• [Given problem A]:
Count how many lines in the records below contain the string "tree", treating uppercase and lowercase as different, and reply with only that number.

• [Source extract]:
Fight over foreigners: visas & immigration in the Trump era

  • Spring 2017
Justin Steil

Justin Steil, assistant professor of law and urban planning at MIT

May 4, 2017

Justin Steil, assistant professor of law and urban planning at MIT, moderated the CIS Starr Forum: The Fight Over Foreigners: Visas & Immigration in the Trump Era. The talk was held on MIT campus on February 28, 2017. Steil was joined by three panelists: Baher Azmy (Legal director, Center for Constitutional Rights), Laura Rótolo (Attorney and advocate, American Civil Liberties Union), and Jia Lynn Yang (Deputy national security editor, Washington Post). Steil's introduction, followed by an excerpt of his questions to the panelists, is featured here.

CURRENTLY THERE ARE more than 40 million foreign born residents of the United States, or comprising roughly 13% of the US population. That share is just less than the 15% of the US population that was foreign born a century ago, in 1910. When you add in the second generation, roughly one out of every four US residents today was either born abroad or is the child of a parent born abroad.

Of the 40 million foreign-born residents of the US, it is estimated that roughly 11 million are undocumented. Nearly two-thirds of the undocumented have lived in the US for more than a decade and almost half are the parents of children under 18. At least 9 million people are estimated to live in mixed status families, with at least one family member who is undocumented and one who is a citizen.

Like the United States, MIT gains strength from being a global institution. More than 40% of our faculty, 40% of our graduate students, and 10% of our undergraduates have come here from other countries. Faculty, students, post-docs and staff from 134 other nations are part of MIT.

Since taking office, the Trump administration has passed three executive orders and issued two Department of Homeland Security memos directly related to immigration.

• [Data in this exercise]:
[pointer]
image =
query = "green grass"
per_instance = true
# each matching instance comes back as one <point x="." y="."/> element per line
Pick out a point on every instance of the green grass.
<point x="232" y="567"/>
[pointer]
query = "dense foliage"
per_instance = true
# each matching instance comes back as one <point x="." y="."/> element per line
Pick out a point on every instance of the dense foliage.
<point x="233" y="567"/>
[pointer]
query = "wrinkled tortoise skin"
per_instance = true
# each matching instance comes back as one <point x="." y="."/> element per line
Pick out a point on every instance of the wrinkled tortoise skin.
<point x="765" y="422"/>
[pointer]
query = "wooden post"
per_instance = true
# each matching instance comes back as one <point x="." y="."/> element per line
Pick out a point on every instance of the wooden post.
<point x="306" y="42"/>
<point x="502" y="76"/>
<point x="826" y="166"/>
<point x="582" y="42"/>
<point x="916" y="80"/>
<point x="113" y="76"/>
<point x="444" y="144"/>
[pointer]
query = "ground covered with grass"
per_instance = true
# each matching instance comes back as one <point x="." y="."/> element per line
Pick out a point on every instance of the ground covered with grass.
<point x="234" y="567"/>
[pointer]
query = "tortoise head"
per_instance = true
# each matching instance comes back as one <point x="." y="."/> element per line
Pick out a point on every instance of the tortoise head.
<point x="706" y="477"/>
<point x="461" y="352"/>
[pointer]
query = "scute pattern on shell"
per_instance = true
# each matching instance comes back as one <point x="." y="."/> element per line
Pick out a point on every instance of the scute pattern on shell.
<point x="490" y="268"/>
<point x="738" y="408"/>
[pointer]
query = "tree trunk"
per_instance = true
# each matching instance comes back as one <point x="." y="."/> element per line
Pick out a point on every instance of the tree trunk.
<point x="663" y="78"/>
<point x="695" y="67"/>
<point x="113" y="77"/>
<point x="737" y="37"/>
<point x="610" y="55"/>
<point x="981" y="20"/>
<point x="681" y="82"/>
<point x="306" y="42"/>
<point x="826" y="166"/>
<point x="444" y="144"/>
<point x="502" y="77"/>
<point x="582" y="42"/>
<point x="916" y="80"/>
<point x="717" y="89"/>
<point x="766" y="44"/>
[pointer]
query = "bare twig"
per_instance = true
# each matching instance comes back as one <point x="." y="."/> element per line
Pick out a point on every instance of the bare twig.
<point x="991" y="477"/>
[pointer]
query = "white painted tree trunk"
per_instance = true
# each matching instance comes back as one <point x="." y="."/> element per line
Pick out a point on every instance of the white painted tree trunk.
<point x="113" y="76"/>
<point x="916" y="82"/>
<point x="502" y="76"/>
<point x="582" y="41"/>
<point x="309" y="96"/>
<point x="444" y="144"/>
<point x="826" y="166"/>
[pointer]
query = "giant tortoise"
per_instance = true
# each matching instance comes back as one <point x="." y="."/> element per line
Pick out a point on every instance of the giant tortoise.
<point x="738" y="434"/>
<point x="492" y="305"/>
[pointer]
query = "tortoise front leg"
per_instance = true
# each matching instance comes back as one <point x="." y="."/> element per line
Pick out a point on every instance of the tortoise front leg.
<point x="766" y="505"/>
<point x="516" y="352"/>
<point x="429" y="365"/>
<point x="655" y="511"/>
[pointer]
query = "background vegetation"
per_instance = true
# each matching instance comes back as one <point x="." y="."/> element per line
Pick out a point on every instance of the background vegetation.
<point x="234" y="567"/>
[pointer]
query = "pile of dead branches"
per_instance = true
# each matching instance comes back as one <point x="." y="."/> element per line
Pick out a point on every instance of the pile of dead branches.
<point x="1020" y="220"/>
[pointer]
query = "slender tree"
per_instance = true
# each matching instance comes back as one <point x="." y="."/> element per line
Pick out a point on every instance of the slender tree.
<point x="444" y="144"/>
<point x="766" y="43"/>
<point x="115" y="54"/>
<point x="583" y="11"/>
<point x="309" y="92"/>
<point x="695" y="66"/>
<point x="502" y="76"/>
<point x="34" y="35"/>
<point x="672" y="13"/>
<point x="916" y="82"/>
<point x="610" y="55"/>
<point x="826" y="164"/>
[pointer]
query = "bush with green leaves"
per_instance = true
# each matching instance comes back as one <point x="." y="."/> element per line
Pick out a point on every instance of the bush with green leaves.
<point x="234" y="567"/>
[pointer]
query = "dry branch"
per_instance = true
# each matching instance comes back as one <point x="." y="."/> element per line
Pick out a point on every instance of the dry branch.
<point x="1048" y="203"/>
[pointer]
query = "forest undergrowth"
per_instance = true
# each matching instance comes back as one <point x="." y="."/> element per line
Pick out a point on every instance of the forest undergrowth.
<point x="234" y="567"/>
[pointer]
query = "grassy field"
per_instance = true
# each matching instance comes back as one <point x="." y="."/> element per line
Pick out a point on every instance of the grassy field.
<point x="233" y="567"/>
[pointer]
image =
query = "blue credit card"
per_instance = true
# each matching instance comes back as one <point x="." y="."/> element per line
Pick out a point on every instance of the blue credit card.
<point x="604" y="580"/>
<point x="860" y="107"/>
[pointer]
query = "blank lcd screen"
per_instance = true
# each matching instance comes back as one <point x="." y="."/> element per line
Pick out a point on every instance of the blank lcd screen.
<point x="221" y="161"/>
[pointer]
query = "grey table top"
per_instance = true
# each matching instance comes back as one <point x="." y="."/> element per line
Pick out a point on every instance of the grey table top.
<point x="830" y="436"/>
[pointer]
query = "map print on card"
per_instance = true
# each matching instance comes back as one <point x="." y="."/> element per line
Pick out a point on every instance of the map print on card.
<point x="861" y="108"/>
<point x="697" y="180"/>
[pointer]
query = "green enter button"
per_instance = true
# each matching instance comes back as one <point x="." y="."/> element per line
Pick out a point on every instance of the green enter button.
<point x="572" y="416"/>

• [Given problem B]:
Reproduce the immigration forum text above word for word, from "CURRENTLY THERE ARE" to "parent born abroad.".

• [Task output A]:
6

• [Task output B]:
CURRENTLY THERE ARE more than 40 million foreign born residents of the United States, or comprising roughly 13% of the US population. That share is just less than the 15% of the US population that was foreign born a century ago, in 1910. When you add in the second generation, roughly one out of every four US residents today was either born abroad or is the child of a parent born abroad.